Work to do:
Please copy out all of the records below word for word, leaving the pictures out.

Extracted information:
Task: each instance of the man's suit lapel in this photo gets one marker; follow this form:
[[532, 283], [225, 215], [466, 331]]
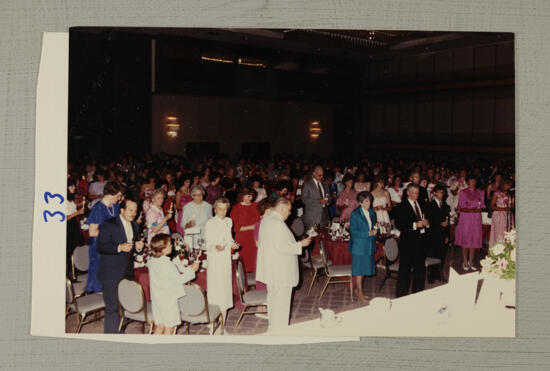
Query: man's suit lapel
[[411, 209]]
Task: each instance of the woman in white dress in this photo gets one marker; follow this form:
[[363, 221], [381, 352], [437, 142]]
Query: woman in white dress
[[219, 243], [382, 201], [167, 285]]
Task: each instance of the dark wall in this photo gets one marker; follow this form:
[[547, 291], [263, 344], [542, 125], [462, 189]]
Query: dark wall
[[109, 94], [459, 100]]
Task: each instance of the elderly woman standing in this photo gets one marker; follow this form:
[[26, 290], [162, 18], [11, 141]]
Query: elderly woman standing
[[107, 208], [347, 199], [245, 214], [154, 217], [468, 234], [197, 212], [219, 278], [362, 243]]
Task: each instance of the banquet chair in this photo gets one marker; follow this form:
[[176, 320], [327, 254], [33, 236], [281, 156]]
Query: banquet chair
[[176, 236], [433, 261], [391, 254], [314, 263], [80, 261], [335, 272], [194, 309], [83, 306], [249, 298], [297, 227], [251, 279], [132, 305]]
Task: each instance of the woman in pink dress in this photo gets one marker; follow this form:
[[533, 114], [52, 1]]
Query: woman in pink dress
[[468, 233], [381, 203], [154, 216], [264, 208], [245, 214], [502, 205], [183, 197], [347, 199]]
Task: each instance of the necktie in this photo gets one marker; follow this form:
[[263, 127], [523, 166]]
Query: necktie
[[320, 190], [417, 211]]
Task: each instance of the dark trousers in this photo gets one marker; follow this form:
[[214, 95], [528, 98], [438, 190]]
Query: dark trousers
[[439, 250], [112, 317], [411, 255]]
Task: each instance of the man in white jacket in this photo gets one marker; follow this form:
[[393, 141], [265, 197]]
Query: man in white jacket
[[278, 262]]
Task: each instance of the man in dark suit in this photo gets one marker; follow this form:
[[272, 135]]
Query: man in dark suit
[[316, 198], [117, 240], [410, 219], [438, 212]]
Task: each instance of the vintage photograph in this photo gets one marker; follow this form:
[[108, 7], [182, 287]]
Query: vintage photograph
[[298, 182]]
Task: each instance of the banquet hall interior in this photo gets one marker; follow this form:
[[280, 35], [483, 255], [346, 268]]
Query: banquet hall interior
[[264, 108]]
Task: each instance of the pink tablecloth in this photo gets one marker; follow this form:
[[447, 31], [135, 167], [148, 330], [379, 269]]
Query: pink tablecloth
[[141, 275]]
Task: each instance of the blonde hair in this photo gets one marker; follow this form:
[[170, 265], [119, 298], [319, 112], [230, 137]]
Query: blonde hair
[[158, 191], [159, 243]]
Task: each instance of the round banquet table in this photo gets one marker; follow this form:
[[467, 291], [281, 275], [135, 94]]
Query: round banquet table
[[337, 250], [141, 275]]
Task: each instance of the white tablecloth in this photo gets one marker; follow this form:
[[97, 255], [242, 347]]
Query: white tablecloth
[[441, 311]]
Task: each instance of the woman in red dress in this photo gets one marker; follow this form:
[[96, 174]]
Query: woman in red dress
[[245, 214]]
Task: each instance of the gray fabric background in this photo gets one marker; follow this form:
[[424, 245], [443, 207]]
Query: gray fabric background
[[21, 25]]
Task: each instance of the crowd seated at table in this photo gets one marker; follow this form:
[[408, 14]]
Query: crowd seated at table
[[211, 204]]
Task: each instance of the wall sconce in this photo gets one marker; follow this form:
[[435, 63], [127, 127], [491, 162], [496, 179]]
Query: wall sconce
[[314, 130], [172, 126]]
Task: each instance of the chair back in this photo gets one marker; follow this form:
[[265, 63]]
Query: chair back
[[391, 251], [130, 296], [323, 256], [81, 260], [240, 278], [177, 236], [297, 227], [70, 297], [194, 302]]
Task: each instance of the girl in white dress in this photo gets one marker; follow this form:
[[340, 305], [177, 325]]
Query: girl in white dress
[[167, 285], [219, 243], [382, 201]]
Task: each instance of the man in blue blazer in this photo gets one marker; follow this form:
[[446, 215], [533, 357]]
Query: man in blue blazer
[[117, 240]]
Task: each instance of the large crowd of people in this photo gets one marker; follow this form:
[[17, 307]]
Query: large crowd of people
[[244, 204]]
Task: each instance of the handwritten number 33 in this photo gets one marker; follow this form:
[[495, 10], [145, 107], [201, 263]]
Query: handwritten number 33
[[46, 213]]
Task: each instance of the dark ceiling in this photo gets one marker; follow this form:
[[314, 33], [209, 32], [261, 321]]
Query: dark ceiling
[[357, 45]]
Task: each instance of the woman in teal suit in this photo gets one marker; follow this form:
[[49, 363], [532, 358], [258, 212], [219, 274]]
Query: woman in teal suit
[[362, 243]]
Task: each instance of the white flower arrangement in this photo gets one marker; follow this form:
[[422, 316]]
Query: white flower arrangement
[[500, 262]]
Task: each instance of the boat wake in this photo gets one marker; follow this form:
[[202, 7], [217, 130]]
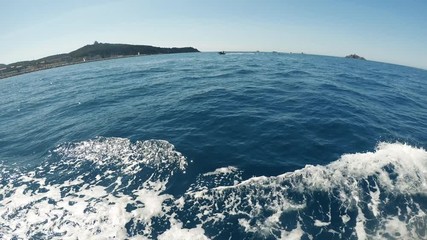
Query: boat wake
[[113, 188]]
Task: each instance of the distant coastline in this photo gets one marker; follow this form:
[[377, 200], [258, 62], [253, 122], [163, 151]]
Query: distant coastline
[[89, 53]]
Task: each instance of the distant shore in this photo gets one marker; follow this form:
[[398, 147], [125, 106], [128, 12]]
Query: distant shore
[[88, 53]]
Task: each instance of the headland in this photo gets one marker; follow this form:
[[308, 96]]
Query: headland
[[89, 53]]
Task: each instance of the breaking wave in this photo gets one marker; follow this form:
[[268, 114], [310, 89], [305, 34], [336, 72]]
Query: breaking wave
[[107, 188]]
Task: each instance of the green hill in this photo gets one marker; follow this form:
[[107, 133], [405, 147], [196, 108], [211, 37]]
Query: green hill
[[93, 52]]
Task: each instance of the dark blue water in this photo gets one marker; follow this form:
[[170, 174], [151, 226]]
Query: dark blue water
[[204, 146]]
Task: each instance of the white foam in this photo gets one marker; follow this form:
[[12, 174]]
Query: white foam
[[79, 208], [223, 170], [178, 232]]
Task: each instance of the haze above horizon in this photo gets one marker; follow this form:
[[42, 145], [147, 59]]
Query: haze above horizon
[[387, 31]]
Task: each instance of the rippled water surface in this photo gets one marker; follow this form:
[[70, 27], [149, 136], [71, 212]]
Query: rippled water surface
[[208, 146]]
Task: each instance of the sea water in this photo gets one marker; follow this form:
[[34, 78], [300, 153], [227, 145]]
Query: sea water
[[208, 146]]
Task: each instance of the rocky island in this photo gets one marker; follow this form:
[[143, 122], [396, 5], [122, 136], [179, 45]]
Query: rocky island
[[93, 52], [354, 56]]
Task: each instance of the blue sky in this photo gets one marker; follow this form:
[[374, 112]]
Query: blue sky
[[382, 30]]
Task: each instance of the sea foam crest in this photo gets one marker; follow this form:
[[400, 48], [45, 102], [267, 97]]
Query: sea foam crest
[[377, 194], [372, 195]]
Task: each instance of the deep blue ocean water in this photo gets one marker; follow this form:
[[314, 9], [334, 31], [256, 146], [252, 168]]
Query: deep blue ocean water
[[208, 146]]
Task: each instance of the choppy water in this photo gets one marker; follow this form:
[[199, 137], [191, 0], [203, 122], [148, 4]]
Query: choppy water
[[203, 146]]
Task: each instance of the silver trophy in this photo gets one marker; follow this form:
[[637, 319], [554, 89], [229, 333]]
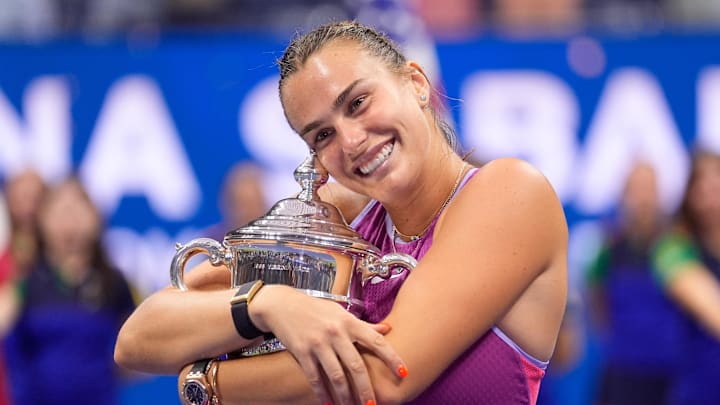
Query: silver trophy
[[302, 242]]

Response to this exercise:
Task: each instance of the man's suit lapel in this photo gets one marker; follow this form:
[[532, 283], [225, 215], [466, 331]]
Query: man's suit lapel
[[411, 209]]
Task: each instance of the woman in white dress in this photo gets one marker; follow this form:
[[363, 221], [381, 352], [437, 142]]
Query: woman in white dress
[[219, 243], [382, 201], [167, 285]]
Task: each instance of the dark wall in this photo gets one marker; follow this form:
[[547, 291], [263, 344], [542, 125], [462, 189]]
Query: dark wall
[[109, 94], [459, 100]]
Task: each instance of the elderly woman standing in this photo gets one marker; follow this form:
[[26, 290], [162, 18], [11, 141]]
Query: elderly woman standing
[[107, 208], [347, 199], [245, 214], [154, 217], [468, 234], [197, 212], [219, 278], [362, 243]]
Task: each instance of the banquet chair in this photo gets one marker; follow this form:
[[176, 320], [327, 254], [33, 236], [281, 156]]
Query: banquet chair
[[176, 236], [433, 261], [391, 254], [314, 263], [80, 261], [335, 272], [194, 309], [83, 306], [249, 298], [297, 227], [251, 279], [132, 305]]
Task: each instance of the woman in pink dress in this photo gets one marker; follow this form:
[[533, 114], [52, 1]]
Query: woman in pink dress
[[468, 233], [381, 203], [154, 216], [264, 208], [245, 214], [502, 205], [183, 197], [347, 199]]
Task: each instance of the necktie in this photo gets one marker; follow this form:
[[263, 127], [523, 166]]
Query: necktie
[[320, 190], [417, 211]]
Task: each instance of the dark trousers in this photo gets one marker; follow this form:
[[214, 95], [528, 98], [438, 190]]
Query: dark trousers
[[439, 250], [112, 317], [411, 255]]
Task: each instance of the man in white jacket in this photo gets one marker; follow this form:
[[393, 141], [265, 197]]
Query: man in white jacket
[[278, 262]]
Task: each instance of the man in dark suit in this photo gets one marker; follow this form:
[[272, 135]]
Query: man in dark suit
[[316, 198], [117, 240], [410, 219], [438, 212]]
Task: each instance of the vintage photograph in this photo gets one marker; follow this form:
[[108, 7], [182, 287]]
Query: vintage photograph
[[298, 182]]
Task: each instance of the banquet hall interior in this photo gets one marker; follow this form:
[[280, 35], [483, 255], [346, 268]]
Query: banquet hall interior
[[264, 108]]
Task: each instance of the pink tablecloth in this photo gets one marker; follow this form:
[[447, 31], [135, 167], [148, 330], [379, 269]]
Query: pink tablecloth
[[141, 275]]
Task: each instance of the blonde hair in this photo gets one marker; follow this form:
[[170, 265], [119, 298], [319, 112], [230, 137]]
Query: blonde hair
[[158, 191], [159, 243]]
Task: each instance of the round banquet table in this photo gets one marker; follow this form:
[[467, 291], [281, 275], [135, 94]]
Query: round banquet table
[[337, 250], [141, 275]]
Task: each instance of the white tablecloth in this photo gets one marker; follow this form:
[[97, 255], [242, 347]]
Query: white tablecloth
[[441, 311]]
Task: each instance of the woman in red dress in this photo gets one marker; follow this form:
[[96, 174]]
Query: woman in red dress
[[245, 214]]
Task: each instance of the gray fabric background in this photo gets one marker; follow this form:
[[424, 245], [443, 207]]
Query: gray fabric background
[[21, 25]]
Task: each instance of the crowd seated at table in this photo gets one marker; follow this form:
[[408, 14]]
Query: crowd seated at table
[[211, 204]]
Task: each instance of the wall sconce in this photo gets one marker; follow this form:
[[435, 63], [127, 127], [491, 162], [496, 179]]
Query: wall sconce
[[314, 130], [172, 126]]
Task: each instance of the chair back in this photo gets one marker; follow this form:
[[265, 63]]
Query: chair back
[[391, 251], [130, 296], [323, 256], [81, 260], [240, 278], [177, 236], [297, 227], [70, 297], [194, 302]]
Task: each instance of the girl in white dress in this photo gets one marker; follow this form:
[[340, 305], [177, 325]]
Query: girl in white dress
[[167, 285], [219, 243], [382, 201]]
Task: each instance of the man in blue blazer in this photo gets one marker; follow this form:
[[446, 215], [533, 357]]
Query: man in blue blazer
[[117, 240]]
Task: each instance of the large crowd of people in this photo gets one marker; follow this form:
[[17, 307]]
Query: large crowd of people
[[244, 204]]
Task: each instance of the handwritten number 33 in this photo gets one marker; follow this form:
[[495, 10], [145, 107], [201, 263]]
Query: handwritten number 33
[[46, 213]]
Task: each instance of the dark ceiling in this photo gets one marker; follow this form:
[[314, 33], [209, 32], [261, 321]]
Query: dark ceiling
[[357, 45]]
Task: each instance of the woman in teal suit in this photo gets one marker; follow this form:
[[49, 363], [532, 358], [258, 212], [219, 274]]
Query: woman in teal suit
[[362, 243]]
Task: each instance of the white flower arrangement in this photo gets one marker; follow this form:
[[422, 316]]
Query: white flower arrangement
[[500, 262]]
Task: each instance of the boat wake in this photo gets one marker; follow this form:
[[202, 7], [217, 130]]
Query: boat wake
[[113, 188]]
Task: each instance of the distant coastline in this photo gets one marker; follow this form:
[[377, 200], [258, 62], [253, 122], [163, 151]]
Query: distant coastline
[[89, 53]]
Task: each instance of the distant shore in this photo gets one marker; follow this form:
[[398, 147], [125, 106], [128, 12]]
Query: distant shore
[[88, 53]]
Task: each instance of the headland in this photo gets one marker; follow this form:
[[308, 96]]
Query: headland
[[89, 53]]
Task: each instance of the breaking wave in this photo gets one marker; follow this form:
[[268, 114], [310, 89], [305, 34], [336, 72]]
Query: breaking wave
[[107, 188]]
Task: each instance of the green hill in this photo gets one marker; follow this form:
[[107, 133], [405, 147], [196, 108], [211, 37]]
Query: green hill
[[93, 52]]
Task: each instance of the dark blue water in this photo gets one marker; follow this form:
[[170, 174], [151, 226]]
Query: dark blue water
[[204, 146]]
Task: each instance of the white foam in this photo gets one marker; follow this form:
[[12, 174]]
Query: white foam
[[79, 208], [223, 170], [178, 232]]
Task: each instance of the haze above horizon in this photo gets one marker; follow this form:
[[42, 145], [147, 59]]
Query: haze above horizon
[[387, 31]]
Task: each instance of the rippled water surface in this photo gets one marker; follow this form:
[[70, 27], [149, 136], [71, 212]]
Query: rippled water surface
[[208, 146]]
Task: each instance of the sea water in this photo gets one marker; follow this form:
[[34, 78], [300, 153], [227, 145]]
Query: sea water
[[208, 146]]
Task: each instance of the rocky island in this photo gets one marker; follow this form:
[[143, 122], [396, 5], [122, 136], [179, 45]]
Query: rocky island
[[93, 52], [354, 56]]
Task: each instance of the blue sky in this photo gets one marker; follow this form:
[[374, 112]]
Query: blue sky
[[382, 30]]
Task: each instance of the sea foam crest in this photo gets one marker; follow this form:
[[400, 48], [45, 102], [267, 97]]
Query: sea foam crest
[[377, 194], [372, 195]]
Task: each instance of the deep blue ocean water in this photo gets one marker; follow this form:
[[314, 9], [334, 31], [256, 146], [252, 168]]
Query: deep blue ocean water
[[208, 146]]
Task: each instance of the choppy water in this photo gets one marker; follow this form:
[[199, 137], [191, 0], [203, 122], [148, 4]]
Query: choppy water
[[203, 146]]
Task: each instance of the silver trophy in this photo gets one marker; follow this form:
[[637, 319], [554, 89], [229, 333]]
Query: silver trophy
[[302, 242]]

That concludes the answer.